WHAT YOU WILL DO: Retype the data that follows, keeping every character the same.
★ ★ ★
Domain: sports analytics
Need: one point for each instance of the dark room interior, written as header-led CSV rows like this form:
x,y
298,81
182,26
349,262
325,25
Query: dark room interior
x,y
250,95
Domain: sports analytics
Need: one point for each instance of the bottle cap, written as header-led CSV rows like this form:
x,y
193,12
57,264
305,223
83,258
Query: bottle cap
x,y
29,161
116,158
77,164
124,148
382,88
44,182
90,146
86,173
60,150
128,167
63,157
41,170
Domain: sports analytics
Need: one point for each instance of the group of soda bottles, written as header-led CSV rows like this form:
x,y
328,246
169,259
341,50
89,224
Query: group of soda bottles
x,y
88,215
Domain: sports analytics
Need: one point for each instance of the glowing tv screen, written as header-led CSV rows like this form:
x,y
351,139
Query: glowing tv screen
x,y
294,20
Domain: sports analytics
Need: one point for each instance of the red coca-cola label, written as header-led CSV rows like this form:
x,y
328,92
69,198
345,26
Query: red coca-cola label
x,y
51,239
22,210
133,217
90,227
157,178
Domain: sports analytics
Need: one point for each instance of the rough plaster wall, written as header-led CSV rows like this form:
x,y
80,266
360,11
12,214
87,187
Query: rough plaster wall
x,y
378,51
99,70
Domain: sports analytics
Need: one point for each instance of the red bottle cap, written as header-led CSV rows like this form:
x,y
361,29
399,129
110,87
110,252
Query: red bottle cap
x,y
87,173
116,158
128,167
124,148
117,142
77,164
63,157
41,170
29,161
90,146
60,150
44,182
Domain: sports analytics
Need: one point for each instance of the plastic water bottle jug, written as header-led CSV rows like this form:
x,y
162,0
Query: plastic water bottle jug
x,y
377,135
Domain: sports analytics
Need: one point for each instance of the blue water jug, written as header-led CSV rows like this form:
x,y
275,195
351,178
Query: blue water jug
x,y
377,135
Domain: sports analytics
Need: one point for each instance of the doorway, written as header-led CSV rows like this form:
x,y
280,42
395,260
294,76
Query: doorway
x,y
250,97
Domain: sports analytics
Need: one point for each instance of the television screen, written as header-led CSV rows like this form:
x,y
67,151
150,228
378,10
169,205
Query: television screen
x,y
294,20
★ ★ ★
ANSWER TO THIS PROBLEM:
Domain: sports analytics
Need: one point for each instance of the dark room interior, written as header-led CSV rows like this form:
x,y
298,81
182,26
349,262
325,25
Query: dark room interior
x,y
250,95
Domain: sports analytics
Need: one point for each instance of the bottle cap, written as header-led CSV rows like this form:
x,y
193,12
57,264
305,223
83,258
Query: bottle cap
x,y
29,161
116,158
77,164
124,148
382,88
44,182
90,146
86,173
60,150
128,167
63,157
41,170
Domain: sports analytics
Need: one point for each instance of the group of soda bottles, written as header-led CSV rows like this form:
x,y
328,246
169,259
341,50
89,224
Query: group of soda bottles
x,y
88,215
Domain: sports analytics
Need: one point for each instance of the glowing tv screen, written as header-led CSV rows like this form:
x,y
351,139
Query: glowing tv screen
x,y
294,20
Domain: sports analytics
Need: one point for each instance of the red coca-cola label, written as header-led CSV rows like this form:
x,y
328,92
69,198
345,26
Query: red coca-cola label
x,y
51,239
22,210
133,217
90,227
157,178
Domain: sports analytics
Need: one point for each instance of the rough plaster wall, written as header-led CSV rows like this form:
x,y
80,266
360,11
12,214
87,187
Query: rough plaster wall
x,y
378,51
99,70
Domain: sports analytics
Need: one point for each instance of the red bottle cap, written as header-led CSV rows like this form:
x,y
361,29
399,129
110,87
110,252
Query: red bottle cap
x,y
87,173
116,158
128,167
124,148
117,142
77,164
63,157
41,170
29,161
90,146
60,150
44,182
Domain: sports analytics
Need: one point for each instance of the plastic water bottle jug, written as header-led CSV rows like this form:
x,y
162,0
Query: plastic water bottle jug
x,y
377,135
Domain: sports analytics
Need: one point for each instance of the blue water jug, written as header-led CSV rows like this form:
x,y
275,195
351,178
Query: blue water jug
x,y
377,135
Domain: sports analytics
Need: one point for each instance of the doorway, written as header-led CSV rows like this form:
x,y
280,42
395,260
294,76
Query: doorway
x,y
250,97
Domain: sports analytics
Need: one point for each instance of the television screen, written as header-led CSV rows like this form:
x,y
67,151
150,228
378,10
169,205
Query: television screen
x,y
294,20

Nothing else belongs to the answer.